In the entries below, which lines run from the one containing "Target: pointed gable roof" to the one containing "Tag every instance of the green leafy"? Copy exactly those lines, ends included, and no others.

------------------------------------------------------------

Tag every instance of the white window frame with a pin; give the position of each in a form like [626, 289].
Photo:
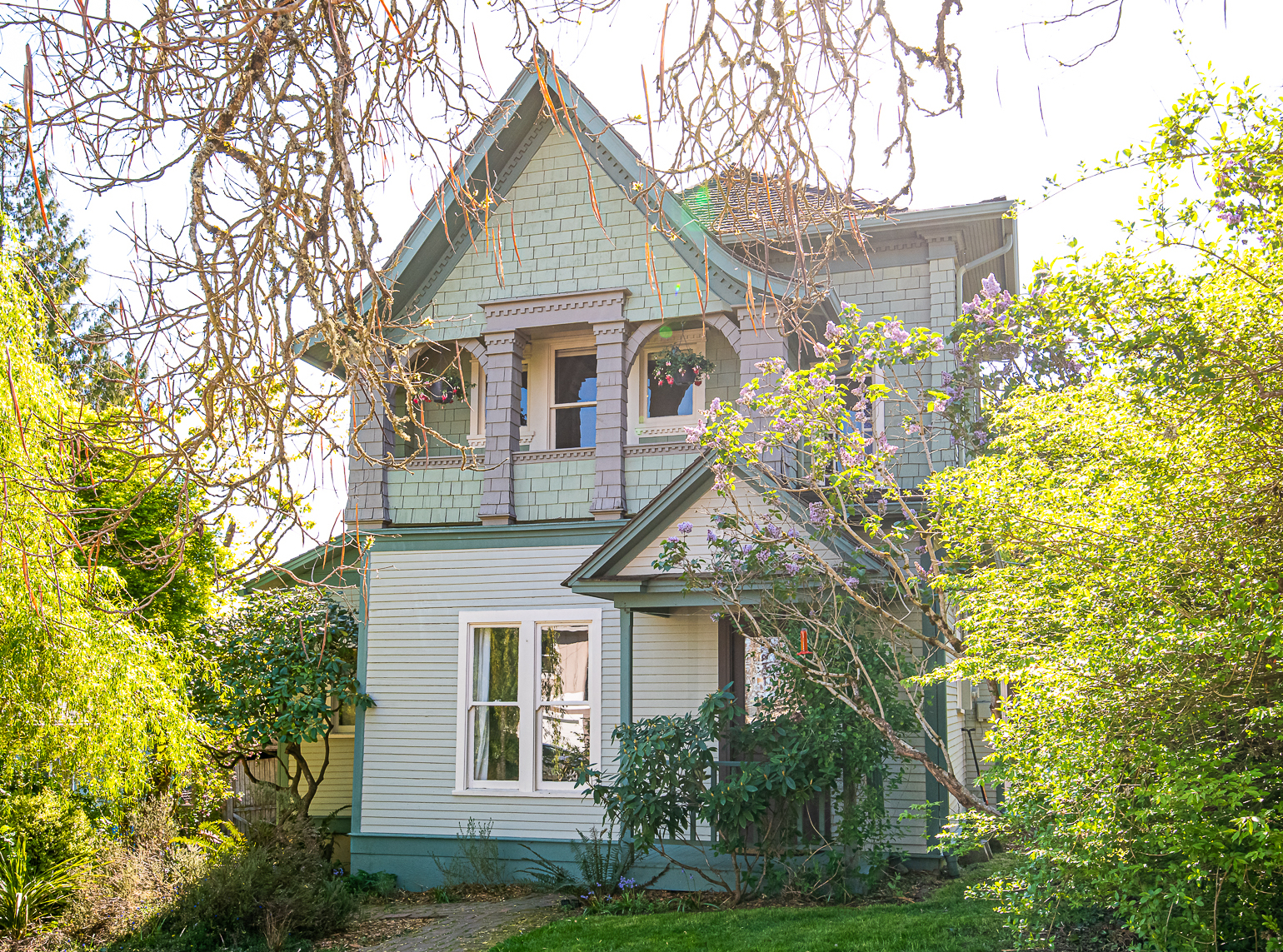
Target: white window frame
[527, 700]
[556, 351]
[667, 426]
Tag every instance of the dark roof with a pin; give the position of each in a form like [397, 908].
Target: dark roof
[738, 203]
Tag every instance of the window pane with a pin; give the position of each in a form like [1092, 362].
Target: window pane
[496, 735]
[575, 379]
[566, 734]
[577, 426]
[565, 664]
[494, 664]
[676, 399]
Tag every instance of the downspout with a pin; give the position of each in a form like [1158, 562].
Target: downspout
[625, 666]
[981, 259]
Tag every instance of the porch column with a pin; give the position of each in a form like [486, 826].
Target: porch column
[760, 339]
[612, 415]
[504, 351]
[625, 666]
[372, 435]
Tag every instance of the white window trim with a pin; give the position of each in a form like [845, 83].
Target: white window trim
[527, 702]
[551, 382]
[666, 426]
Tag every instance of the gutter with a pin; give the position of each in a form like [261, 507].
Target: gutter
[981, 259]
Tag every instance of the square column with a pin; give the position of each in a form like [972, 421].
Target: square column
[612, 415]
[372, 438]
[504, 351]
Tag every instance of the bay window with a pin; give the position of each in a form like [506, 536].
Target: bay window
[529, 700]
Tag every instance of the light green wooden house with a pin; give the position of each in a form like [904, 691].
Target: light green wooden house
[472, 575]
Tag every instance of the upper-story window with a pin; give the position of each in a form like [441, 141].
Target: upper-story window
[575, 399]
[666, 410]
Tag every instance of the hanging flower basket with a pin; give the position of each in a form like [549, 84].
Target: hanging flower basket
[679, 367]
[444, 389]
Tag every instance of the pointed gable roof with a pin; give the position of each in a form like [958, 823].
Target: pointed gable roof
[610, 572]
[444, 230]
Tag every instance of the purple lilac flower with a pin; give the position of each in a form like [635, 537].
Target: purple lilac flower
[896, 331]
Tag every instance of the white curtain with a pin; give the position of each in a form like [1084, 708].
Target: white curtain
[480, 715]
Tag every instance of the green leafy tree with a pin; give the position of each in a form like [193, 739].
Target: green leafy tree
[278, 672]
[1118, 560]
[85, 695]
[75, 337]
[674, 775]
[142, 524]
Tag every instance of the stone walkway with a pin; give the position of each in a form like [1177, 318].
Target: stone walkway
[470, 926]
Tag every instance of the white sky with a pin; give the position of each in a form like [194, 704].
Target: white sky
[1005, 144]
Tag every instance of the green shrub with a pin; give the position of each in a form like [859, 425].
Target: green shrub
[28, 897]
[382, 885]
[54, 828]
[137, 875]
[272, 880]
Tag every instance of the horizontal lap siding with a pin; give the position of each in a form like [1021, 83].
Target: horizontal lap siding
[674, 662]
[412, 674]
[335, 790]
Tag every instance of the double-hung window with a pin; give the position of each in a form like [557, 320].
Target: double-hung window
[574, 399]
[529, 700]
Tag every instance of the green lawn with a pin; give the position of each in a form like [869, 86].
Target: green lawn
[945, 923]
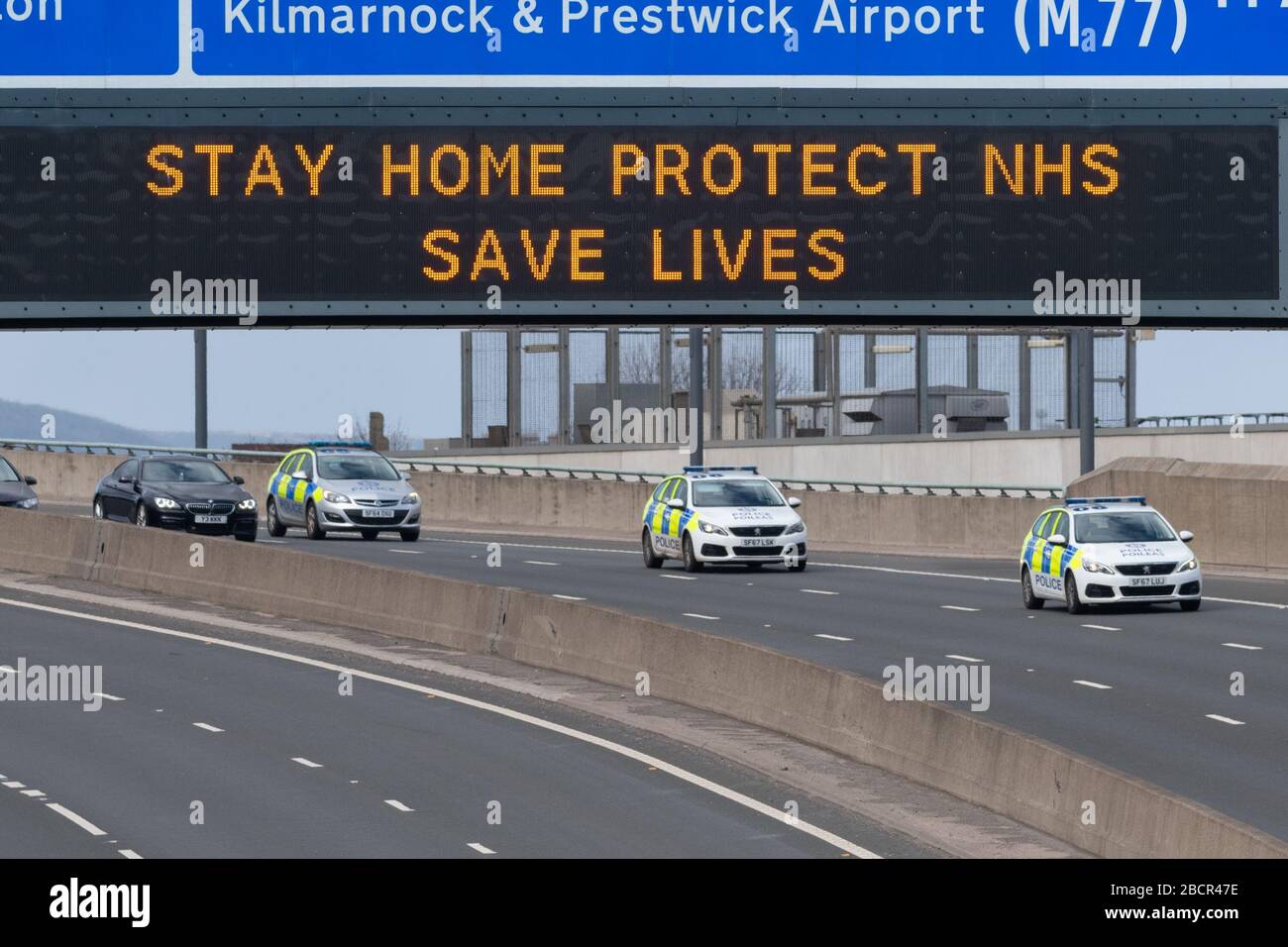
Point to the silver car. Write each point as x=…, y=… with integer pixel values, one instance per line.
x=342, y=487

------------------------------------------------------------

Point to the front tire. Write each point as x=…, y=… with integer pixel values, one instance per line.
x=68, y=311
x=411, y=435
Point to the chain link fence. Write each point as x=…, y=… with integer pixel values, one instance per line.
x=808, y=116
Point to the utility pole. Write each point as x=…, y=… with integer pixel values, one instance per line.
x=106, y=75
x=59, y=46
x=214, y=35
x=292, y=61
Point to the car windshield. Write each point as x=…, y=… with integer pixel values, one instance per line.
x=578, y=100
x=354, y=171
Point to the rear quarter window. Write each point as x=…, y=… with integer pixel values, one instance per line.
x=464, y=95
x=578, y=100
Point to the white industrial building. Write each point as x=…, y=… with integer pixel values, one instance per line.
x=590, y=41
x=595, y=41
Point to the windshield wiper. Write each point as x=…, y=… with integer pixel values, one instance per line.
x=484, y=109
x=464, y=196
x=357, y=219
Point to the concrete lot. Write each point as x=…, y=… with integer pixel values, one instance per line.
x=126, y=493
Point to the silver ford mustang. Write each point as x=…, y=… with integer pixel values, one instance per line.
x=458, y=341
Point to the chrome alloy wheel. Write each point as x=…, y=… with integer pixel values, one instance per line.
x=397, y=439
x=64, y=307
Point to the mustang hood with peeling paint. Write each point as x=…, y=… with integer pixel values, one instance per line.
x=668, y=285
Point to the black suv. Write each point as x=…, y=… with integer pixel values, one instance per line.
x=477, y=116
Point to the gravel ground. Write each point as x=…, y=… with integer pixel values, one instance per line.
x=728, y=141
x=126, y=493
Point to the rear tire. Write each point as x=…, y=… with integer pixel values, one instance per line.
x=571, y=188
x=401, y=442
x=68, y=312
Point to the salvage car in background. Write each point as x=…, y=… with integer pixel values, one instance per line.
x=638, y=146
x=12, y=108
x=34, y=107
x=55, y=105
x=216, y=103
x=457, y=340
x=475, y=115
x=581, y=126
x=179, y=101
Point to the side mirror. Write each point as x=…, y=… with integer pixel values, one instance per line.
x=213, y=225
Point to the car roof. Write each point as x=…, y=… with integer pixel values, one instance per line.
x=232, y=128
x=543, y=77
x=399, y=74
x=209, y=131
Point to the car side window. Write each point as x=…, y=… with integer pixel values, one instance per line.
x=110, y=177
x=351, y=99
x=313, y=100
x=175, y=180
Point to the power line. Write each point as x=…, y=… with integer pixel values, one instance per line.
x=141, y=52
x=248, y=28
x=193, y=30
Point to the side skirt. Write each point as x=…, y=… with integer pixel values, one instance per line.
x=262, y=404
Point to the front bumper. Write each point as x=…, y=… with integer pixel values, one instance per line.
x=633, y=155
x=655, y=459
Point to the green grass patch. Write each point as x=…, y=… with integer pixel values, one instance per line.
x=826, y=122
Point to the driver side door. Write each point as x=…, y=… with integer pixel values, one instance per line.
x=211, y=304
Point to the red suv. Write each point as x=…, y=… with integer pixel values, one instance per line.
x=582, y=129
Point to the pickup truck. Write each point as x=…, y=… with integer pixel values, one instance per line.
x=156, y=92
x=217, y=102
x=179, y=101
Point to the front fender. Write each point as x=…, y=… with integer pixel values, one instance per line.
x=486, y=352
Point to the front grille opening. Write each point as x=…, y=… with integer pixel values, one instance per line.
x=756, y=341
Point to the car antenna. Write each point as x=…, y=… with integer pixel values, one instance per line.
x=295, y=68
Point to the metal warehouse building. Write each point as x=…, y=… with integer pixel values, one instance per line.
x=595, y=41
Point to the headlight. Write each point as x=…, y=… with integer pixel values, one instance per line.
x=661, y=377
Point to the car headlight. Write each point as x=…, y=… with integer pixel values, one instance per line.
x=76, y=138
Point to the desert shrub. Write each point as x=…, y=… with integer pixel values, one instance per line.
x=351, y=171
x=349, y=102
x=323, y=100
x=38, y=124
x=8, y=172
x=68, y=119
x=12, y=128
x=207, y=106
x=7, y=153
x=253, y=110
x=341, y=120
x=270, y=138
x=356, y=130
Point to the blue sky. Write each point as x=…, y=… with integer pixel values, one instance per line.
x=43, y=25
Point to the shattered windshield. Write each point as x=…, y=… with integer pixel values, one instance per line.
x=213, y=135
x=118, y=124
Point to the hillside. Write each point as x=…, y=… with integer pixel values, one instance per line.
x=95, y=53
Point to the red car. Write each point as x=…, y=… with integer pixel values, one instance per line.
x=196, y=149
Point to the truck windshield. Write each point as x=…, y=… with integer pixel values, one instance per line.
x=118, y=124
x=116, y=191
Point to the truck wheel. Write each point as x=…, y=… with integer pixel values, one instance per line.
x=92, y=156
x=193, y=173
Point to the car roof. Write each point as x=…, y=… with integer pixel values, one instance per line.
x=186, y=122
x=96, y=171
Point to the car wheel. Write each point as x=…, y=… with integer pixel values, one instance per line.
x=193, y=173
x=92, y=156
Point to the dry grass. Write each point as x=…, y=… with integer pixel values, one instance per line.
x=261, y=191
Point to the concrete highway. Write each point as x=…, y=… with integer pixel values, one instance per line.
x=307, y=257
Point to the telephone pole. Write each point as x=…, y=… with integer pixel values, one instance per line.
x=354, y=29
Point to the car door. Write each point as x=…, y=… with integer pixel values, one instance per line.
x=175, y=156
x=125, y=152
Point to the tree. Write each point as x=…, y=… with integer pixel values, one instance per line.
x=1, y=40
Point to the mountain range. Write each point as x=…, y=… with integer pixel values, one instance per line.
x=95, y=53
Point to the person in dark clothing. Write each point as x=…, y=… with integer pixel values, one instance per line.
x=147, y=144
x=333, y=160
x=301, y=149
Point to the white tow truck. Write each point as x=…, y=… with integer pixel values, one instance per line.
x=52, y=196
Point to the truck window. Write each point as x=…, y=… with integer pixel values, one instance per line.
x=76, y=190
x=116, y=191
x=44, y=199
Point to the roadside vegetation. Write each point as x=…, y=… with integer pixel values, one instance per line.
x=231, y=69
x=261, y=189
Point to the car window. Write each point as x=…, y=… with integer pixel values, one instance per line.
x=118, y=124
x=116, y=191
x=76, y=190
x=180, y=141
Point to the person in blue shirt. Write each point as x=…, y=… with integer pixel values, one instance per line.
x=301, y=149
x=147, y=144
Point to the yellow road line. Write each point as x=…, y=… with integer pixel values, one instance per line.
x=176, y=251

------------------------------------------------------------

## THE COMPLETED TASK
Target: pointed gable roof
[610, 572]
[444, 230]
Tag every instance of the purple lilac flower with a pin; give the position of each in a form like [635, 537].
Target: purple lilac flower
[896, 331]
Tag every instance of the white curtain with a pin; give the position of each in a form like [1084, 708].
Target: white curtain
[480, 715]
Tag every instance of the green leafy tree with a pin; give the position of each in a form like [193, 739].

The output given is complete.